Pero los fraudes fonográficos existen y no sólo en la música
popular urbana. Fue en un seminario de investigación artística en Gante cuando
escuché por vez primera el calamitoso caso de Joyce Hatto que cimbró el mundo de la música clásica del Reino Unido
durante la primera década del siglo XXI.
Hatto fue una pianista con cierto reconocimiento (conciertos, grabaciones, etc.) que detuvo su carrera artística hacia los años 70 por razones de salud. Pero hacia los años 90, el sello Concert Artist, propiedad de su marido William Barrington-Coupe, comenzó a lanzar de manera casi frenética grabaciones de sus "estupendas" interpretaciones de Mozart, Beethoven, Prokofiev y, sobre todo, Chopin.
En 2003, tres años antes de su muerte a causa de cáncer, el
nombre de Hatto comenzó a popularizarse entre los aficionados al piano,
primero, y después entre críticos especializados de medios como Gramophone,
Classics Today o The Boston Globe. Se celebró el redescubierto a una
estrella: se publicaron reseñas de sus discos, entrevistas y notas alusivas a
su carrera truncada envuelta en la narrativa heroica de la artista que se
superpone a una enfermedad mortal. Reconocidos y prestigiados críticos se
deshicieron en elogios. Pero el fraude no tardaría en descubrirse.
Al musicólogo Marc-André Roberge le llamó la atención en
mayo de 2005 que en la grabación de Hatto de los Estudios de Chopin-Godowsky, la pianista repitiera el mismo error de
lectura que aquejaba a una grabación de Carlo Grante publicada en
1993. Durante el año de la muerte de la pianista, 2006, las dudas siguieron apareciendo
en grupos de discusión de aficionados. Se escribía por entonces que entre sus
diferentes discos había muchos contrastes interpretativos; demasiados como para tratarse de la "misma pianista". Además, era extraño
que una pianista que llevaba varias décadas sin pisar un escenario, de pronto
reapareciera con un boom discográfico inusitado. El crítico Jeremy Nicholas de Gramophone,
claramente irritado, exigió en una nota de julio de 2006 que los acusadores
demostraran sus sospechas.

#### [DATOS MOSTRADOS]
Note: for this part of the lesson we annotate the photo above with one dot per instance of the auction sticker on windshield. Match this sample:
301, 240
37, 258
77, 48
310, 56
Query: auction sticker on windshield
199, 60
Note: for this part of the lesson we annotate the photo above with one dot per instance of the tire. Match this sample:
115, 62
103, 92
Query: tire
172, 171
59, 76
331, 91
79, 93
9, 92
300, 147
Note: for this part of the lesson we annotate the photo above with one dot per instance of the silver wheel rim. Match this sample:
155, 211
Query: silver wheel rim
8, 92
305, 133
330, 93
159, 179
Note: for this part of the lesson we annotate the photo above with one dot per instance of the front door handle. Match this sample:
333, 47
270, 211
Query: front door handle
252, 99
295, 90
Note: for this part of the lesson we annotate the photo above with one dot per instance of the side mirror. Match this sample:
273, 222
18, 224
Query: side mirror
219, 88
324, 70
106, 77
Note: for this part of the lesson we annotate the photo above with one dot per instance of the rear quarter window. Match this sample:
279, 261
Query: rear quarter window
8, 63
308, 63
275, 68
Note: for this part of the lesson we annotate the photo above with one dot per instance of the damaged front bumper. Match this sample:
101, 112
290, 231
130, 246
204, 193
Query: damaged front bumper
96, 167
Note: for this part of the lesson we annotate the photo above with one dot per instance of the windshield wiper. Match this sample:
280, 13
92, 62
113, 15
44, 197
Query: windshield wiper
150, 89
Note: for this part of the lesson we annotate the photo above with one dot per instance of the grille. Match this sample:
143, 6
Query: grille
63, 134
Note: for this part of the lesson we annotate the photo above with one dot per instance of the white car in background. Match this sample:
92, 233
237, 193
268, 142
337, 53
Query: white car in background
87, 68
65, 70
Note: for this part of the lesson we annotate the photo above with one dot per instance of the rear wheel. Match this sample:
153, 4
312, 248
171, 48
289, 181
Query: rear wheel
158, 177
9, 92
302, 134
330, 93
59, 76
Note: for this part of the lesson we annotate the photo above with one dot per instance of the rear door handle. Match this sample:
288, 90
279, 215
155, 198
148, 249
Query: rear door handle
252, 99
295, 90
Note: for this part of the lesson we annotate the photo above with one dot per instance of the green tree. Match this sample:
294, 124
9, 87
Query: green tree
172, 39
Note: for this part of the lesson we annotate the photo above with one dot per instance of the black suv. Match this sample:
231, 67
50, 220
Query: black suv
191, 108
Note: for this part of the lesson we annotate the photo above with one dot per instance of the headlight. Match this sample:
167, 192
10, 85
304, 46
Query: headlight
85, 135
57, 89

#### [CONSIGNA A]
Según el fragmento sobre el caso de Joyce Hatto, ¿qué musicólogo notó en mayo de 2005 un error de lectura repetido en la grabación de Hatto de los Estudios de Chopin-Godowsky?
#### [CONSIGNA B]
Transcribe del fragmento sobre el caso de Joyce Hatto el pasaje que va desde "Pero los fraudes" hasta "sobre todo, Chopin.", ambos incluidos.

#### [RESPUESTA A]
Marc-André Roberge.

#### [RESPUESTA B]
Pero los fraudes fonográficos existen y no sólo en la música
popular urbana. Fue en un seminario de investigación artística en Gante cuando
escuché por vez primera el calamitoso caso de Joyce Hatto que cimbró el mundo de la música clásica del Reino Unido
durante la primera década del siglo XXI.
Hatto fue una pianista con cierto reconocimiento (conciertos, grabaciones, etc.) que detuvo su carrera artística hacia los años 70 por razones de salud. Pero hacia los años 90, el sello Concert Artist, propiedad de su marido William Barrington-Coupe, comenzó a lanzar de manera casi frenética grabaciones de sus "estupendas" interpretaciones de Mozart, Beethoven, Prokofiev y, sobre todo, Chopin.